EXCERPTED RECORDS

START

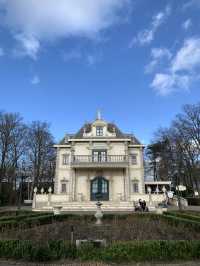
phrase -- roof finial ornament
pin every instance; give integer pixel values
(98, 115)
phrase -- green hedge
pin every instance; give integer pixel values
(193, 201)
(37, 219)
(125, 252)
(176, 221)
(184, 215)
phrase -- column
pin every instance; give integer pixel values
(127, 184)
(111, 187)
(88, 187)
(74, 186)
(125, 181)
(56, 185)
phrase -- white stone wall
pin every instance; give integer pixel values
(79, 180)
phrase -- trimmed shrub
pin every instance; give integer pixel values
(133, 251)
(193, 201)
(185, 215)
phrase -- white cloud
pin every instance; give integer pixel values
(146, 36)
(188, 57)
(37, 21)
(1, 52)
(164, 84)
(26, 46)
(35, 80)
(190, 3)
(187, 24)
(72, 55)
(157, 55)
(182, 71)
(93, 59)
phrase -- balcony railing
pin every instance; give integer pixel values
(107, 159)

END

WRITTEN EXERCISE
Rewrite all the records above with "pin every instance" changed to "mark each one" and every other word kept as it is. Leave the pictures out of your answer.

REPLY
phrase -- roof finial ornament
mark each one; give integer pixel values
(98, 115)
phrase -- green hedge
mark each one; give integer pixel values
(193, 201)
(37, 219)
(125, 252)
(176, 221)
(184, 215)
phrase -- column
mark each one; give integer pixel values
(127, 184)
(111, 187)
(88, 187)
(74, 186)
(125, 181)
(56, 185)
phrase -- white stone wall
mark each one; give integer pixel values
(79, 180)
phrase -- trimmed shrub
mark each one; give integer pixel values
(133, 251)
(193, 201)
(185, 215)
phrase -- white cloud
mark each one; give integer pixel values
(146, 36)
(188, 57)
(37, 21)
(1, 52)
(164, 84)
(26, 46)
(35, 80)
(190, 3)
(187, 24)
(72, 55)
(157, 55)
(182, 71)
(93, 59)
phrase -- balcony railing
mark each one; give integer pixel values
(107, 159)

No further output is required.